==== PASSAGE PROVIDED

JS Archive

Jul 2006: The nearly naked truth

Mike Nichols Mike Nichols

The pressing question of the day:

Does extreme heat justify an overweight man’s desire to publicly don a white thong?

“Ewwwww” is the approximate quote of the women I have run this past.

I have not, feeling a little awkward about it, run this past any men.

This is not, I think I would like to point out here, a random musing.

I was at Harrington Beach with the kids Saturday, sitting on a chair and reading, when I happened to look up and see, some distance past me already, a very tan and very large male backside with what looked like nothing but a white string attached. Or stuck. Or something.

I wasn’t the only one agog because, just then, a female park ranger stopped and said something to him. I could not hear it, but I imagine it to have been something like, “Excuse me, sir, but that’s yucky.”

Whatever she said, he responded by wrapping a towel around himself, so I think she deserves a raise.

Or, having been forced to witness that, at least some counseling.

I suppose he was imagining himself a young stud. The thing is, though, young studs nowadays wear trunks that Andrew Bogut would envy. They’re huge.

There were guys playing volleyball at Bradford Beach on Sunday morning who looked like Adonis from the waist up, and I’m not sure any of them had knees. At least you couldn’t see them.

One of them was 33-year-old Tracey Hanson’s husband, and, she told me, he wouldn’t dare wear even a Speedo.

Thongs?

If winces were words, hers were clear. Ewwwwwwww.

“I don’t think anybody should be wearing a thong on the beach, man or woman,” she said. “I don’t care how beautiful they are.”

Sixty-four-year-old John Melnyk has a bit different perspective. He was wearing long, blue trunks but knows a thing or two about Speedos. He doesn’t seem to think everybody should throw in, or on, the towel.

========

In the column about beach swimwear, what did the man in the white thong do after the park ranger spoke to him?

==== DATASET EXCERPTS

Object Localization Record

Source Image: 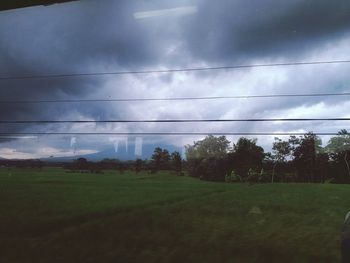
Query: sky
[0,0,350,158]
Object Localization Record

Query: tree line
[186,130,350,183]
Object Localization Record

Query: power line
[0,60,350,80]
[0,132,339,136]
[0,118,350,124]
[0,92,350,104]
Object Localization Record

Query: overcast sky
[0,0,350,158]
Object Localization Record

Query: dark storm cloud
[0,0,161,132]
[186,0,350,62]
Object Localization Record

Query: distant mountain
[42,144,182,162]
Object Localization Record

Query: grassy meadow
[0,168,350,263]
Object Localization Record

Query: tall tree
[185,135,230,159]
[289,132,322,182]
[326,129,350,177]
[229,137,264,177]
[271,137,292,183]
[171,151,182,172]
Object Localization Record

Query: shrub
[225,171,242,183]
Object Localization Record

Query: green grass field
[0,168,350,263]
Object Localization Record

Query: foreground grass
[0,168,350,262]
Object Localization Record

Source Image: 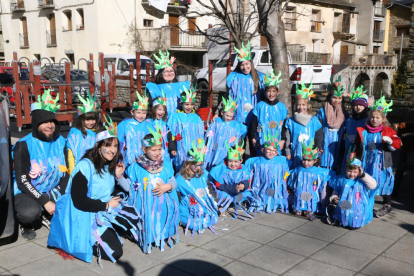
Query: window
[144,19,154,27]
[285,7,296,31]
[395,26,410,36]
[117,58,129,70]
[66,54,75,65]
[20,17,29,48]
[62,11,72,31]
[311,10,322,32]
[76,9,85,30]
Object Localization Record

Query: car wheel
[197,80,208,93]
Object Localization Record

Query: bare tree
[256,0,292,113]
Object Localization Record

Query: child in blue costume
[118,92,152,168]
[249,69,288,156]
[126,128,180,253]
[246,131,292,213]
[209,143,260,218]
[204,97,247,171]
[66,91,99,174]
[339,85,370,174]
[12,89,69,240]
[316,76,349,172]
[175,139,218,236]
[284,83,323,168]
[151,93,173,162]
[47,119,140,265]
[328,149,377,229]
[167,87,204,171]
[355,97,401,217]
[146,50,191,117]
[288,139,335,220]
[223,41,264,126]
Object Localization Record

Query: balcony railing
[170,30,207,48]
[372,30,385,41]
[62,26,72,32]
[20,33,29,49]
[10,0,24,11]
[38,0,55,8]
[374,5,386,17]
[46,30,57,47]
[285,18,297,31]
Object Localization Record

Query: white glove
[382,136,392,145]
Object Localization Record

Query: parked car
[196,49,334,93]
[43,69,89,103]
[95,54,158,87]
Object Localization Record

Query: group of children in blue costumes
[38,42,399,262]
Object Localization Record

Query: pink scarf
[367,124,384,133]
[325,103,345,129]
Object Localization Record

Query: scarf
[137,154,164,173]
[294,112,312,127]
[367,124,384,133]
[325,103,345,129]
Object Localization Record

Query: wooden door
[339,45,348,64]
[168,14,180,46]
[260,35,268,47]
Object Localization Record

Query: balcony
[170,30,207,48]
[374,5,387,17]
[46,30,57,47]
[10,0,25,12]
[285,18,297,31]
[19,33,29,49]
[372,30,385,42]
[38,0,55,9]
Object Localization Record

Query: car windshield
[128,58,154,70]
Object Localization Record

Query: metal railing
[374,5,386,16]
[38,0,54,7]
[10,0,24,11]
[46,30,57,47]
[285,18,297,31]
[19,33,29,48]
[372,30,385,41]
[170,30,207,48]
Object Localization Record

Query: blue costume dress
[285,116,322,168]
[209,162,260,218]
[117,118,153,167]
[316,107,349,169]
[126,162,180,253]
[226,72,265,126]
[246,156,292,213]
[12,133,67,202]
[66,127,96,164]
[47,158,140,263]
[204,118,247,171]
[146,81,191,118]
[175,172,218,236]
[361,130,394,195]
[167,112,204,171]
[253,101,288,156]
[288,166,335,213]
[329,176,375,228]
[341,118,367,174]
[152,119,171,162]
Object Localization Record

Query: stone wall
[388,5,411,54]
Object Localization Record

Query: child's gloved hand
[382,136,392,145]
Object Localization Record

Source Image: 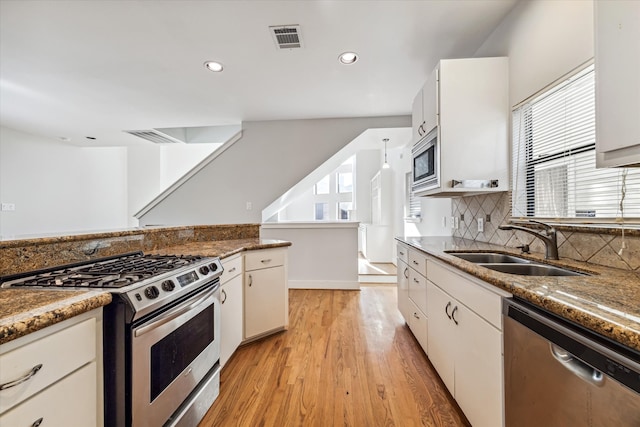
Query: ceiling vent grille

========
==== DATASET EXCERPTS

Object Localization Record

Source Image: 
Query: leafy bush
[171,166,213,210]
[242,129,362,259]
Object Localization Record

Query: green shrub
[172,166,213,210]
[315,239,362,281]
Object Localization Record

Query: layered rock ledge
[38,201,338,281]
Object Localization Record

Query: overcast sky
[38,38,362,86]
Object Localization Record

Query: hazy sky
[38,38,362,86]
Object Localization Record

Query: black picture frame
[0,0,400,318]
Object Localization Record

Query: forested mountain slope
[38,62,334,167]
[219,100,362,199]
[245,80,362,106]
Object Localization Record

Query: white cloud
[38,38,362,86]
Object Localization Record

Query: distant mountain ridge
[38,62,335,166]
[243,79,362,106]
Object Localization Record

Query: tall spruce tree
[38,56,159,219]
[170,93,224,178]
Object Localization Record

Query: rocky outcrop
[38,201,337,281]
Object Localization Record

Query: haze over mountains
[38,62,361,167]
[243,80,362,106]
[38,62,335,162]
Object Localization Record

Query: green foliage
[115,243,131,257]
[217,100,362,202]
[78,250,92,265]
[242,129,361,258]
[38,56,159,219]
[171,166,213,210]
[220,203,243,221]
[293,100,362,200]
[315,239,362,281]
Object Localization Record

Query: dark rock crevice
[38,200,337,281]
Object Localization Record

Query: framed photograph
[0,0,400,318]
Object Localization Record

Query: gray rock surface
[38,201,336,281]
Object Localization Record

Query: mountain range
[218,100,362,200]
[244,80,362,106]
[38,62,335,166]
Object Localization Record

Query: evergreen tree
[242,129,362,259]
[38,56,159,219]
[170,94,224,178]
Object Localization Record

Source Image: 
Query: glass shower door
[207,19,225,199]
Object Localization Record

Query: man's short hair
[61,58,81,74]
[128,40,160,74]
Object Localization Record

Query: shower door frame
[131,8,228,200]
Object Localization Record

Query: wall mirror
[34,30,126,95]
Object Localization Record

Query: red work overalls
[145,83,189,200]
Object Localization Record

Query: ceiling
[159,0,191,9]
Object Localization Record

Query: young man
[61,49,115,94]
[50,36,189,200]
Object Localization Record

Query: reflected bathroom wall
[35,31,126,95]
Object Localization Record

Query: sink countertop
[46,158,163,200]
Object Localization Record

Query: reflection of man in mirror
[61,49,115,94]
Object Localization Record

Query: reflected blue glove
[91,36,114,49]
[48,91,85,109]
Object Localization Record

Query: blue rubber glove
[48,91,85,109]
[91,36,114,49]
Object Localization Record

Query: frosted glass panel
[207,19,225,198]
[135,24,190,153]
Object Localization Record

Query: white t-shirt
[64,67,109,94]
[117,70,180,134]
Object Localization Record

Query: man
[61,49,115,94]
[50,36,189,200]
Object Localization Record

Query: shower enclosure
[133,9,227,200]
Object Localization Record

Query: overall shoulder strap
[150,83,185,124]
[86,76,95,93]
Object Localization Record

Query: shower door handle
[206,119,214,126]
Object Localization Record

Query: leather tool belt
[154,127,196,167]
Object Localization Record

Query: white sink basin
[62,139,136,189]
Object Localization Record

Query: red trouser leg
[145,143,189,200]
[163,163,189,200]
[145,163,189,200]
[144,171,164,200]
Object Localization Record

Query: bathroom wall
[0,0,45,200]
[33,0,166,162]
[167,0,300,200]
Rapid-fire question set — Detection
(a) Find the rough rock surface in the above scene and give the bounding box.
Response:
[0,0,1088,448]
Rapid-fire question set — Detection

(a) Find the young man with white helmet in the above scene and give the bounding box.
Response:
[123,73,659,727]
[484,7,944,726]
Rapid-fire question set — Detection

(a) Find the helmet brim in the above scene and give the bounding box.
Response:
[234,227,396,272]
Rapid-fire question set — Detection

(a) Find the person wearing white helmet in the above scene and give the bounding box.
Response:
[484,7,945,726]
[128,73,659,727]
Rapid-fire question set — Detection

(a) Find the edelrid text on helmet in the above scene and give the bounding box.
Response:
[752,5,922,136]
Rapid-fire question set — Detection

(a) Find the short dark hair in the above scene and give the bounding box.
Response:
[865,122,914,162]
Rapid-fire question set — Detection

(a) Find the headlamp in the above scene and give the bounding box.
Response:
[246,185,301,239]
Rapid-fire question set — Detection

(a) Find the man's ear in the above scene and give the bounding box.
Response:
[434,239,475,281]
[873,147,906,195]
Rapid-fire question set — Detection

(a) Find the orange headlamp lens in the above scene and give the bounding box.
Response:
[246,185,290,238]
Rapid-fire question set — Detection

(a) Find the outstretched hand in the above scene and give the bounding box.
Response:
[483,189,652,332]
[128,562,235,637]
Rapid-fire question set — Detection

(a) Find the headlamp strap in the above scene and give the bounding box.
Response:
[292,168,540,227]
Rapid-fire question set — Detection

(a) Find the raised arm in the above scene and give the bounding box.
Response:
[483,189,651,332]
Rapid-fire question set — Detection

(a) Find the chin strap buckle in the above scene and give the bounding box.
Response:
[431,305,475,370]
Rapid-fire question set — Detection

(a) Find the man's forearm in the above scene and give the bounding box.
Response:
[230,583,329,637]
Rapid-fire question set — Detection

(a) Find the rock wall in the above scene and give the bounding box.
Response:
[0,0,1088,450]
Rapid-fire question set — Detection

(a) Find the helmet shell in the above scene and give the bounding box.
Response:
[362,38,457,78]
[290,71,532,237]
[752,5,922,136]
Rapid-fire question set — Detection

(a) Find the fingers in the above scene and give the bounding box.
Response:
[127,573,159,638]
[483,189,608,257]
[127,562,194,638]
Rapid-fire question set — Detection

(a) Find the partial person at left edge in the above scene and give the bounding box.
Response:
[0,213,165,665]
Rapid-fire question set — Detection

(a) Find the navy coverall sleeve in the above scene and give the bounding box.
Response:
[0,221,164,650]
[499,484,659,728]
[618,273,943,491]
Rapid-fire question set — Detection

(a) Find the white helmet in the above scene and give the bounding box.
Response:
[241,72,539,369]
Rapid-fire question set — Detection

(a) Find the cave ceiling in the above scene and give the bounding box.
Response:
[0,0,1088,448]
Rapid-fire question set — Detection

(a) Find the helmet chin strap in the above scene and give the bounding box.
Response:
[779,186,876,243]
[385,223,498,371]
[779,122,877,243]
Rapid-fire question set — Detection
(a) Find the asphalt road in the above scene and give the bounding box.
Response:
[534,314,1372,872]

========

*CORRECT RESPONSE*: He wrapped a towel around himself.